### PROBLEM
Rename "white star" to "blue triangle" throughout the material below, and leave every other part of it unchanged.

(begin)

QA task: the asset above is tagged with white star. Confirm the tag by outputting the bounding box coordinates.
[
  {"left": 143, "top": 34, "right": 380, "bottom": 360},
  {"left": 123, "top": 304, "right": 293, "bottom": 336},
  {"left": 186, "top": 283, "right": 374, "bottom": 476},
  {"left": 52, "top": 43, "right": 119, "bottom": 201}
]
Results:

(end)

### TASK SOLUTION
QA task: the asset above is tagged with blue triangle. Confirm the tag by outputting the bounding box coordinates.
[
  {"left": 143, "top": 34, "right": 380, "bottom": 360},
  {"left": 123, "top": 304, "right": 293, "bottom": 336},
  {"left": 186, "top": 283, "right": 374, "bottom": 476},
  {"left": 52, "top": 43, "right": 119, "bottom": 201}
]
Results:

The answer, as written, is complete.